# Start of Dataset records
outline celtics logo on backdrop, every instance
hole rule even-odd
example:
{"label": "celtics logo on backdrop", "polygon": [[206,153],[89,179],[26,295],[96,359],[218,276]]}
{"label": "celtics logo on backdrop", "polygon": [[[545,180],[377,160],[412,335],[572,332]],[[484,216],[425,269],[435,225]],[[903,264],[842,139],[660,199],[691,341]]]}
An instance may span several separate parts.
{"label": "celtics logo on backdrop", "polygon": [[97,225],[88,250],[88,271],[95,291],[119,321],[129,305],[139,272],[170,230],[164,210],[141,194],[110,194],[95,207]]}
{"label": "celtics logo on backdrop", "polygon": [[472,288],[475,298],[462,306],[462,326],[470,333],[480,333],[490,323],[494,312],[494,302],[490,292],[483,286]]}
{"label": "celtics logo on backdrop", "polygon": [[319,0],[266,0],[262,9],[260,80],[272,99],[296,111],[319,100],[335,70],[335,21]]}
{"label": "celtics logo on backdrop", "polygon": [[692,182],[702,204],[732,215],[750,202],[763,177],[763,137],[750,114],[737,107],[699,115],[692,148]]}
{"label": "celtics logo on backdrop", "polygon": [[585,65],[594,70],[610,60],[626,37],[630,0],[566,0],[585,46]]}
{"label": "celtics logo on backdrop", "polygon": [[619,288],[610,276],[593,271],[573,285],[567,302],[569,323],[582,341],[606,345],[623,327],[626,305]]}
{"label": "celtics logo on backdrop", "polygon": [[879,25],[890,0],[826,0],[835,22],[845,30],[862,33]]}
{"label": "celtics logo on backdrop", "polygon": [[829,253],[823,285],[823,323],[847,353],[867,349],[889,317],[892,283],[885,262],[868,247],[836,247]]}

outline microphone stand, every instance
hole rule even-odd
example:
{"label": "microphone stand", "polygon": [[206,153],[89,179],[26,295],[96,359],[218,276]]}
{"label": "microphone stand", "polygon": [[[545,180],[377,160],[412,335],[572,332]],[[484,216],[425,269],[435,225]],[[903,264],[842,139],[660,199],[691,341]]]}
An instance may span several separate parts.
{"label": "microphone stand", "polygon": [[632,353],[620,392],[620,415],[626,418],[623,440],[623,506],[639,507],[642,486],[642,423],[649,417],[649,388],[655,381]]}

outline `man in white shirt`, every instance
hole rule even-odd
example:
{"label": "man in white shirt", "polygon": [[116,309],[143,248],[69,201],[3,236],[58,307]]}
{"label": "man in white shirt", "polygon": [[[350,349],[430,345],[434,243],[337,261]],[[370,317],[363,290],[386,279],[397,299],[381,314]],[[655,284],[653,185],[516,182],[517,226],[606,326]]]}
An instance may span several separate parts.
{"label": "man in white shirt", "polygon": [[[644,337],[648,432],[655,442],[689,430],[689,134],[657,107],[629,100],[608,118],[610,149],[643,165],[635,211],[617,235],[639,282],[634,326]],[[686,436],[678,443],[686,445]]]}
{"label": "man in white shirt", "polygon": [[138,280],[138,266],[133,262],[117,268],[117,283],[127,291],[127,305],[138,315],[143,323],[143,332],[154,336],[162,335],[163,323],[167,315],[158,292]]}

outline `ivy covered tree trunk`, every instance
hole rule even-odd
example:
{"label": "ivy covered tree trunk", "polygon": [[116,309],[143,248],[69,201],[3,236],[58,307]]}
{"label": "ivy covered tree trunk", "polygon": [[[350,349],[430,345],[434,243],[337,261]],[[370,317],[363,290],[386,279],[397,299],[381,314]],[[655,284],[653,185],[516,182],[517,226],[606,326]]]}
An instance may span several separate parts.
# End of Dataset records
▸ **Written instruction**
Your task is to output all of the data above word for word.

▸ **Finished exercise**
outline celtics logo on backdrop, every instance
hole rule even-odd
example:
{"label": "celtics logo on backdrop", "polygon": [[206,153],[89,179],[26,295],[96,359],[218,276]]}
{"label": "celtics logo on backdrop", "polygon": [[[545,180],[377,160],[412,335],[572,332]],[[484,216],[425,269],[435,225]],[[903,264],[842,139],[660,199],[691,341]]]}
An instance may span several separate parts.
{"label": "celtics logo on backdrop", "polygon": [[97,225],[88,250],[88,271],[95,291],[119,321],[129,305],[139,272],[170,230],[164,210],[141,194],[110,194],[95,207]]}
{"label": "celtics logo on backdrop", "polygon": [[472,288],[475,298],[462,306],[462,326],[470,333],[480,333],[490,323],[494,312],[494,302],[490,292],[483,286]]}
{"label": "celtics logo on backdrop", "polygon": [[319,0],[266,0],[262,9],[260,80],[272,99],[296,111],[319,100],[335,70],[335,21]]}
{"label": "celtics logo on backdrop", "polygon": [[692,182],[702,204],[732,215],[750,202],[763,177],[763,137],[750,114],[737,107],[699,115],[692,148]]}
{"label": "celtics logo on backdrop", "polygon": [[585,65],[594,70],[610,60],[626,37],[630,0],[566,0],[585,46]]}
{"label": "celtics logo on backdrop", "polygon": [[619,288],[610,276],[593,271],[573,285],[567,302],[569,323],[582,341],[606,345],[623,327],[626,305]]}
{"label": "celtics logo on backdrop", "polygon": [[879,25],[890,0],[826,0],[835,22],[845,30],[862,33]]}
{"label": "celtics logo on backdrop", "polygon": [[829,253],[823,285],[823,323],[847,353],[867,349],[889,317],[892,283],[885,262],[868,247],[836,247]]}

outline microphone stand, every instance
hole rule even-odd
example:
{"label": "microphone stand", "polygon": [[206,153],[89,179],[26,295],[96,359],[218,276]]}
{"label": "microphone stand", "polygon": [[[545,180],[377,160],[412,335],[572,332]],[[484,216],[425,269],[435,225]],[[903,264],[842,139],[660,199],[691,341]]]}
An instance may span several separate parts.
{"label": "microphone stand", "polygon": [[632,353],[620,392],[620,415],[626,418],[623,440],[623,506],[639,507],[642,486],[642,423],[649,417],[649,388],[655,381]]}

outline `man in white shirt`, every instance
hole rule even-odd
example:
{"label": "man in white shirt", "polygon": [[116,309],[143,248],[69,201],[3,236],[58,307]]}
{"label": "man in white shirt", "polygon": [[[350,349],[430,345],[434,243],[337,261]],[[370,317],[363,290],[386,279],[397,299],[381,314]],[[655,284],[653,185],[516,182],[517,226],[606,326]]]}
An instance may span several separate parts.
{"label": "man in white shirt", "polygon": [[[644,337],[648,432],[655,442],[689,430],[689,134],[657,107],[629,100],[608,118],[610,149],[643,165],[635,211],[617,235],[639,282],[634,326]],[[686,436],[678,443],[686,445]]]}
{"label": "man in white shirt", "polygon": [[138,280],[138,266],[133,262],[117,268],[117,283],[127,291],[127,305],[138,315],[143,323],[143,332],[154,336],[162,335],[163,323],[167,315],[158,292]]}

outline `ivy covered tree trunk`, every instance
hole rule even-odd
example:
{"label": "ivy covered tree trunk", "polygon": [[116,309],[143,248],[69,201],[3,236],[58,307]]}
{"label": "ivy covered tree trunk", "polygon": [[[350,349],[430,345],[434,243],[337,261]],[[370,317],[363,290],[386,279],[397,299],[381,314]],[[655,284],[653,185],[516,182],[517,226],[606,326]]]}
An instance may span several separate parts.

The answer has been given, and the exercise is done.